→ **Task goal**:
Look at the entries below and restate word for word the lines from the first through the one that has "lookup green leaf".

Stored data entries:

+++++

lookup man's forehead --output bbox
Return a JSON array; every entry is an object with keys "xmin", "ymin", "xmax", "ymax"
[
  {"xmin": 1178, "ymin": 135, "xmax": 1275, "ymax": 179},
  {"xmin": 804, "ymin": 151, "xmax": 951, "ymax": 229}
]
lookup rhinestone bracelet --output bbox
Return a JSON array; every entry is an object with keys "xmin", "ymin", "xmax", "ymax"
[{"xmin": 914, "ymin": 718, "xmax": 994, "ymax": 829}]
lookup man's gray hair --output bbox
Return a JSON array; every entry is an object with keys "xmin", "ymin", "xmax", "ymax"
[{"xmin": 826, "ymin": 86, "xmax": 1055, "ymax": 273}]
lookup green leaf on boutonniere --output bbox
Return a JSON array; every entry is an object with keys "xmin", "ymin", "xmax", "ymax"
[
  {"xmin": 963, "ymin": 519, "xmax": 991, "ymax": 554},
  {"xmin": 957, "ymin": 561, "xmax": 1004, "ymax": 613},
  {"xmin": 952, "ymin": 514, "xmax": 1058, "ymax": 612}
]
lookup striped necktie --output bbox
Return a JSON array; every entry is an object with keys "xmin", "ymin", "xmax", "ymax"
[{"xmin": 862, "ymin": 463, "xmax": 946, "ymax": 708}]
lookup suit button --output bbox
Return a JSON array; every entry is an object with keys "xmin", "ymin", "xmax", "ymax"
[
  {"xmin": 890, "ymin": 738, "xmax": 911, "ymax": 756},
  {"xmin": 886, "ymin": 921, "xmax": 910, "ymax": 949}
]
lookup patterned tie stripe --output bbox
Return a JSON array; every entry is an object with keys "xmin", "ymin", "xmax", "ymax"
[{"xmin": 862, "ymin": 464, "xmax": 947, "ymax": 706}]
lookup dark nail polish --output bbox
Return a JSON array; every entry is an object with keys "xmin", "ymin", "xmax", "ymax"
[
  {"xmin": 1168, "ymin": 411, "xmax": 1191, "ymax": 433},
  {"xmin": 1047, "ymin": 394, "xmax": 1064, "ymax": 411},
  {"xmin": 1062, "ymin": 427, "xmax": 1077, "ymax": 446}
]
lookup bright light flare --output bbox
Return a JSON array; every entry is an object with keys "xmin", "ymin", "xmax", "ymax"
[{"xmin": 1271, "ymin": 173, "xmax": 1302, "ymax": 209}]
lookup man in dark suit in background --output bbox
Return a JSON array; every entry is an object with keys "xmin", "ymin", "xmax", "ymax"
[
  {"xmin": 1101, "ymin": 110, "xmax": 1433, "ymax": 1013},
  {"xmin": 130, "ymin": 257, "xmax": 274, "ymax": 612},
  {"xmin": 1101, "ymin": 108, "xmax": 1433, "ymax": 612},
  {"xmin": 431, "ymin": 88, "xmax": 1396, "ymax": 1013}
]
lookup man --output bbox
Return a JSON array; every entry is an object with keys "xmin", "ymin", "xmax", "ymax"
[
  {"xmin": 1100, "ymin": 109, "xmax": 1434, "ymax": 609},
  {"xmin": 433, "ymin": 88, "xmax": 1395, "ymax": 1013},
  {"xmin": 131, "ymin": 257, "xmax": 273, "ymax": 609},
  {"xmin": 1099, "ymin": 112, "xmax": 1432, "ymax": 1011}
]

+++++

→ **Result of the exercise**:
lookup man's forehead --output bbox
Return a JSON array; every entry is an object with keys "xmin", "ymin", "xmax", "ymax"
[
  {"xmin": 1178, "ymin": 135, "xmax": 1275, "ymax": 179},
  {"xmin": 804, "ymin": 151, "xmax": 951, "ymax": 229}
]
lookup rhinestone bracelet --output bbox
Return a JSON array; every entry is an object with keys "xmin", "ymin", "xmax", "ymax"
[{"xmin": 914, "ymin": 718, "xmax": 994, "ymax": 829}]
lookup man's gray hair --output bbox
Return a JSON array; every entry is an object with keys "xmin", "ymin", "xmax", "ymax"
[{"xmin": 826, "ymin": 86, "xmax": 1055, "ymax": 273}]
lookup green leaf on boutonniere --output bbox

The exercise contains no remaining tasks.